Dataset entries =
++++
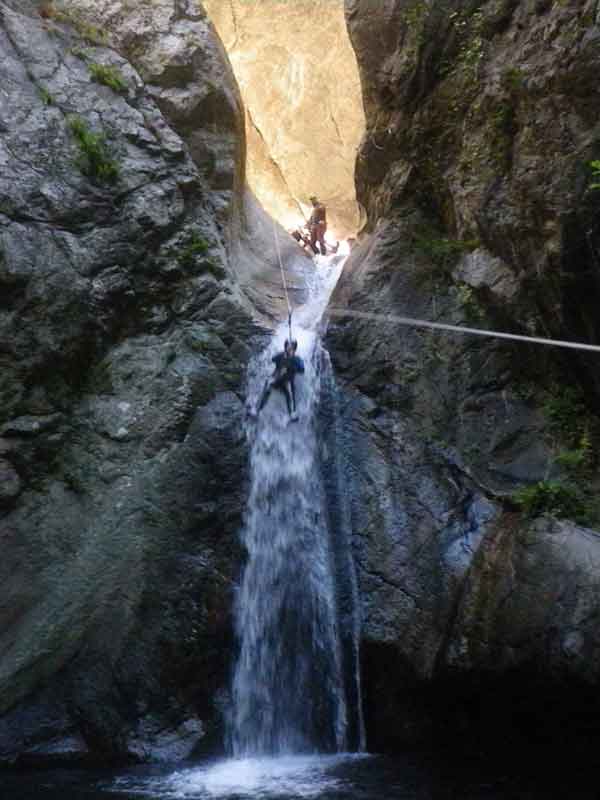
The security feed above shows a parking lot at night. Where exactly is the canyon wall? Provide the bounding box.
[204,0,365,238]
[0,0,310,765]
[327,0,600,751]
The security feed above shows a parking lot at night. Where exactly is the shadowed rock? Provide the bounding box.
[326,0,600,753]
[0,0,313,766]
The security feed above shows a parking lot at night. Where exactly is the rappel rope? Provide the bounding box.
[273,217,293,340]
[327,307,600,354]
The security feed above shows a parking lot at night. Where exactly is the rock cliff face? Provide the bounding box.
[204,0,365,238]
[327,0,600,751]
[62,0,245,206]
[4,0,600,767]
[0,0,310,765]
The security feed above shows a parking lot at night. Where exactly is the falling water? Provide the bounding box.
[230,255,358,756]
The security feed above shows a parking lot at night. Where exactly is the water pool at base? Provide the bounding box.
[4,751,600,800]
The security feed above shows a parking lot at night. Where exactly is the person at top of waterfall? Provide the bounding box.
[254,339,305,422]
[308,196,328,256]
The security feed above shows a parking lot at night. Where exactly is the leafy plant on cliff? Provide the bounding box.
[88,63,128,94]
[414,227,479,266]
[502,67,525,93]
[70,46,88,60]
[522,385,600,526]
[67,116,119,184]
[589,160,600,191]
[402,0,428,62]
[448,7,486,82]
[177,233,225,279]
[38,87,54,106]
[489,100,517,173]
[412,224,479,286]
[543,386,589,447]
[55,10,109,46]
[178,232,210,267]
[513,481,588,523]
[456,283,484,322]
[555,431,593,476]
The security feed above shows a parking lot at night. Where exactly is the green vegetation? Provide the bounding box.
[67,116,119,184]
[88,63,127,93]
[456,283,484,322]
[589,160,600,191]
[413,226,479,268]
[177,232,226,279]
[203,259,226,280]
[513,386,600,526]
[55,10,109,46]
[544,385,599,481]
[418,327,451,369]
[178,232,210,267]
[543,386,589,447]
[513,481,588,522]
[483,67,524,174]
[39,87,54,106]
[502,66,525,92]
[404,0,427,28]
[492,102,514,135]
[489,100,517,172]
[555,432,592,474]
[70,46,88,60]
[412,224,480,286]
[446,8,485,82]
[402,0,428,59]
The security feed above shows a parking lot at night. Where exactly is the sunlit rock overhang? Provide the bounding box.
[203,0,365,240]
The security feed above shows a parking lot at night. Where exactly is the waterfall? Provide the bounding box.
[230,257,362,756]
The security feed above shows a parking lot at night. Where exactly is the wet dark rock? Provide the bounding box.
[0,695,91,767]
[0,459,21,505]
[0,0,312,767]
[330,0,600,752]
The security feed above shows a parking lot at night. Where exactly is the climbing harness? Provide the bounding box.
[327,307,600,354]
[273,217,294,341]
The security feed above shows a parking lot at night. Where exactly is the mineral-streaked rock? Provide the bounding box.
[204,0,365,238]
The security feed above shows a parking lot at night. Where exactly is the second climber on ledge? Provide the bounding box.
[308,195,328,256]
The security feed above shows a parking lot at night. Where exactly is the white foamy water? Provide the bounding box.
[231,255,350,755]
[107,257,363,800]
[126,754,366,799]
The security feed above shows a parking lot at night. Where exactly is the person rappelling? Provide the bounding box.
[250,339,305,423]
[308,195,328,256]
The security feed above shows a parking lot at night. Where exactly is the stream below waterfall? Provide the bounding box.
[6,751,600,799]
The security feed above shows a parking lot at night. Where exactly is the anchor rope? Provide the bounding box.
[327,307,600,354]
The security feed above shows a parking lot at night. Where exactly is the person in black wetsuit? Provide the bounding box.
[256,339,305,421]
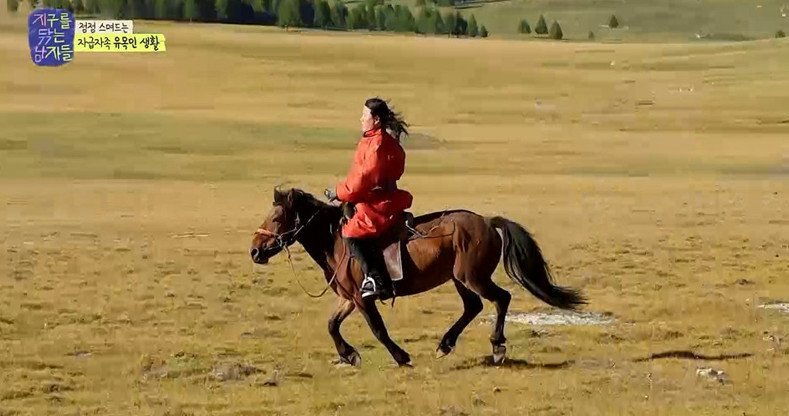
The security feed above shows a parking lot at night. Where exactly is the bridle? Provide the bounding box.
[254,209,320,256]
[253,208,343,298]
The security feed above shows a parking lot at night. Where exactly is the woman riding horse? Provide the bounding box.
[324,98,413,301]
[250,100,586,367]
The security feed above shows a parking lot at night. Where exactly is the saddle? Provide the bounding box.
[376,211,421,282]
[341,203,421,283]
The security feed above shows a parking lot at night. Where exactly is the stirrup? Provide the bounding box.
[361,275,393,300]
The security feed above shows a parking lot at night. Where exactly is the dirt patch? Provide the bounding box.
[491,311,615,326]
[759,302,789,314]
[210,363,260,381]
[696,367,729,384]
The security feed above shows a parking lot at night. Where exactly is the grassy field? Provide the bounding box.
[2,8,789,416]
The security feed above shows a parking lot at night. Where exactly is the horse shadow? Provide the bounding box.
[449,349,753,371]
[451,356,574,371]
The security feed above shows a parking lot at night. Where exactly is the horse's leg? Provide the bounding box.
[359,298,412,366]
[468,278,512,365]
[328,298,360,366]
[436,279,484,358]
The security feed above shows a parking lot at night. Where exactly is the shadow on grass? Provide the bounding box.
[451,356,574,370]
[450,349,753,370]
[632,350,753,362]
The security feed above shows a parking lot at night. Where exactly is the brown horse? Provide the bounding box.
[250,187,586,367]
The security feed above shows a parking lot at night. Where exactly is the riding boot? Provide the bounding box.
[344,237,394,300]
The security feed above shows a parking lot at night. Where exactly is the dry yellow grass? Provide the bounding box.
++++
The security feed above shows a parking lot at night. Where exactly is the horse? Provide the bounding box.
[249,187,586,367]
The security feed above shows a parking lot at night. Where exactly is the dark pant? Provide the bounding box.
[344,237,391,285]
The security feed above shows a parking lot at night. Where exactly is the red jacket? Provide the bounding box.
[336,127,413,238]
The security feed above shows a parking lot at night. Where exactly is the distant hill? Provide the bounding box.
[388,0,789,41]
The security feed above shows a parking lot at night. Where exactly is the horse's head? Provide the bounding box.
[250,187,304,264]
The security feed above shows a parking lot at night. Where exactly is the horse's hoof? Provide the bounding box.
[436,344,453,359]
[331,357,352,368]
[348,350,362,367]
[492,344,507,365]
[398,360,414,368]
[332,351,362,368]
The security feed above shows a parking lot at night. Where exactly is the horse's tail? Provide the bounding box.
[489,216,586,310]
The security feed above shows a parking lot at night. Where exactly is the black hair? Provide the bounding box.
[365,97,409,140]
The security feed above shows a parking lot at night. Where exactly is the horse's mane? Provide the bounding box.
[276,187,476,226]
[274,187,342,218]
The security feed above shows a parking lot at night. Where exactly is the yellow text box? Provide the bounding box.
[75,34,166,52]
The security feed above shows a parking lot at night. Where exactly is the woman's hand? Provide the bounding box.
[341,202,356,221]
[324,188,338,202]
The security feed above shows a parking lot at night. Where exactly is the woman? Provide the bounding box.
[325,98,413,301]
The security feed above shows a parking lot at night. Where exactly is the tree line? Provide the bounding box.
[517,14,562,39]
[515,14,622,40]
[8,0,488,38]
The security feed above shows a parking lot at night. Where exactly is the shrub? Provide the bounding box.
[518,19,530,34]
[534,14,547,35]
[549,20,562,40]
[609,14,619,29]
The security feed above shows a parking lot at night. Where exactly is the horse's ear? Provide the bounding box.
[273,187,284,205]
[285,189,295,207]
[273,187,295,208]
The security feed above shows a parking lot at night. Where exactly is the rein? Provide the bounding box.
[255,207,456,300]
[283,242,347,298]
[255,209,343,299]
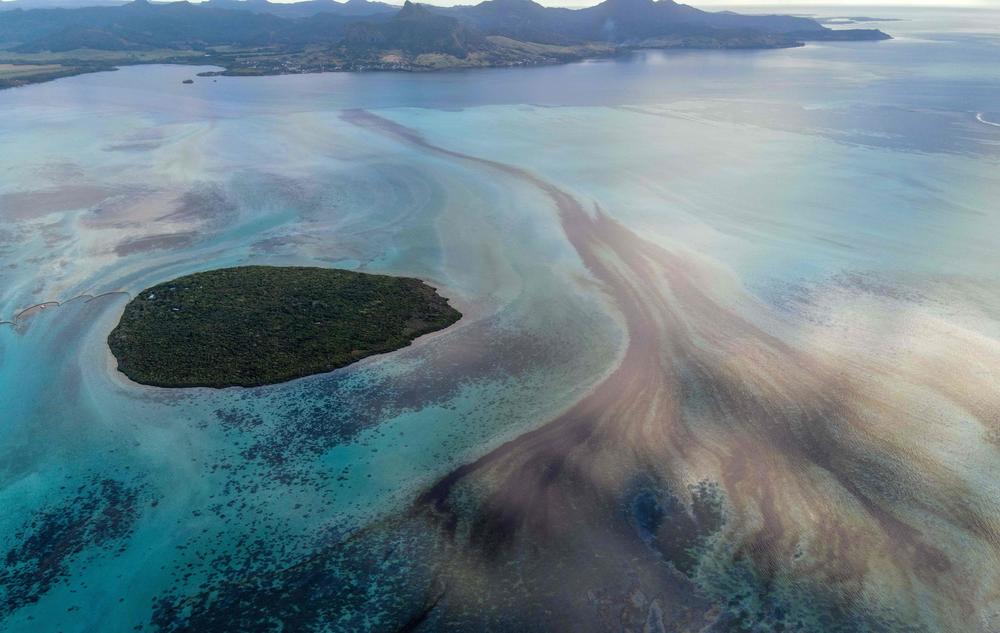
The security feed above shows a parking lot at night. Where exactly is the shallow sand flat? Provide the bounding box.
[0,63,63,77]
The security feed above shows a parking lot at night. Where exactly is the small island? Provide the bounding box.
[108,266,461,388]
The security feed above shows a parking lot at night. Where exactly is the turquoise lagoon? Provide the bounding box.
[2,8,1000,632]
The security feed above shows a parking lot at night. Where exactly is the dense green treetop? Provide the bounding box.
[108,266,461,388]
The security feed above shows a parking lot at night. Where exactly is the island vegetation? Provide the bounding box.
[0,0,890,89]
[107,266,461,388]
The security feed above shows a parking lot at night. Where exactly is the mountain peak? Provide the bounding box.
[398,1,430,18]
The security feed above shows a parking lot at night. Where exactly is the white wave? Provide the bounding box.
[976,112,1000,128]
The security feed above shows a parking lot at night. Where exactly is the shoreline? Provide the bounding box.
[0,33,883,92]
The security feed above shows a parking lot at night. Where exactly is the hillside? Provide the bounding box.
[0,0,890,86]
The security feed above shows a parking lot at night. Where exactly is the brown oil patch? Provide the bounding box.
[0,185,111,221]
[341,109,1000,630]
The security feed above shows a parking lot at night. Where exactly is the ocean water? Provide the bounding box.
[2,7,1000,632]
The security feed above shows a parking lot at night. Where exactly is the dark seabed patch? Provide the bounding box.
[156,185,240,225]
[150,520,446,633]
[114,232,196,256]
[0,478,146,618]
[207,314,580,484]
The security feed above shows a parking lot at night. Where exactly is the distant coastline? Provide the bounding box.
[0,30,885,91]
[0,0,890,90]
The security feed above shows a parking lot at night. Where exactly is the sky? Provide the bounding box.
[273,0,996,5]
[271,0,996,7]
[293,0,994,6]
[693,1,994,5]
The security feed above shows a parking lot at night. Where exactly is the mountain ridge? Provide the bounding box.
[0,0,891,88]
++++
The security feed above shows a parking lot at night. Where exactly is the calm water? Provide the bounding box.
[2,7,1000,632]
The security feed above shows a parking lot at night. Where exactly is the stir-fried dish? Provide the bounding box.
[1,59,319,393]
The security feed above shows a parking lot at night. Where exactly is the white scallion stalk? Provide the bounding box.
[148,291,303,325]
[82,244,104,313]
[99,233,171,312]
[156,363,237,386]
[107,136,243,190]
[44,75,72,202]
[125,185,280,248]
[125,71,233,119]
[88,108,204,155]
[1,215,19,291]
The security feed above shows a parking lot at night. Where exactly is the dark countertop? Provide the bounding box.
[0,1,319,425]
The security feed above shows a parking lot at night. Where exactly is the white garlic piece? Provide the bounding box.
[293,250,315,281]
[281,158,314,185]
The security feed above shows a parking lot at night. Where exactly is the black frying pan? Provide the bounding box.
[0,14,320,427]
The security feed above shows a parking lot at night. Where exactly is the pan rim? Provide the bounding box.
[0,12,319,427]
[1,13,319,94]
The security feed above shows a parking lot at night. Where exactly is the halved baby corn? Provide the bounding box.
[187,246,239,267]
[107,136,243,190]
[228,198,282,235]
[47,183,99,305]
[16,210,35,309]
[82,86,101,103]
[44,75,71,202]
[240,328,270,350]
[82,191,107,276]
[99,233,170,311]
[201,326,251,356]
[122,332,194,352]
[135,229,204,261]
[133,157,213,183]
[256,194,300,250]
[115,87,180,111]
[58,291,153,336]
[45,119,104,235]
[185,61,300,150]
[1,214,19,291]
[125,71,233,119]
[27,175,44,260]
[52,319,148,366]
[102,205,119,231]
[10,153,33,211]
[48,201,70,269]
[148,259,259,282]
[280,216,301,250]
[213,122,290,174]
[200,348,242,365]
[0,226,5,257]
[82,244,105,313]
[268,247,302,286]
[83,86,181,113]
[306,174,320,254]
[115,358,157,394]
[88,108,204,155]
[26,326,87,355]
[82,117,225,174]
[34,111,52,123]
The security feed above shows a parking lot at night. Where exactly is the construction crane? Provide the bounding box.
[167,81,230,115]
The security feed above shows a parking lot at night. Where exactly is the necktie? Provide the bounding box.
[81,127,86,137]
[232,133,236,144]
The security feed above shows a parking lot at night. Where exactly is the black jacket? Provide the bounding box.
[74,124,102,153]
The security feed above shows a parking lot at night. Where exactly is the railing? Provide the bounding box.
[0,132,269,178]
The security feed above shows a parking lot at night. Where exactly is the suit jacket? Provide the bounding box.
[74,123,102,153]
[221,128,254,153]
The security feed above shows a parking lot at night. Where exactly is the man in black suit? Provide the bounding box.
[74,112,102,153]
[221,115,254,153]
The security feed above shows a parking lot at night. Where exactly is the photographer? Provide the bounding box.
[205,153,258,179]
++++
Directions =
Above this instruction are the records; retype exactly the lines from the one containing "leg? Provide the bounding box." up to and including the one containing "yellow grass? Provide the bounding box.".

Response =
The security feed above shows a parking lot at night. Where exactly is the horse's leg? Provide the bounding box.
[359,298,412,366]
[468,278,512,365]
[328,298,360,366]
[436,279,484,358]
The security feed above shows a parking lot at night. Where exactly is the shadow on grass? Provide the bounding box.
[451,356,574,370]
[450,349,753,370]
[632,350,753,362]
The security feed above shows a parking lot at night. Where exactly is the brown horse? Provide the bounding box.
[250,187,586,367]
The security feed above shows a parking lot at night. Where exactly is the riding boot? Provide the bounding box.
[344,237,394,300]
The security feed above shows a parking lot at night. Where exactly is the dry yellow grass? Provide the bounding box.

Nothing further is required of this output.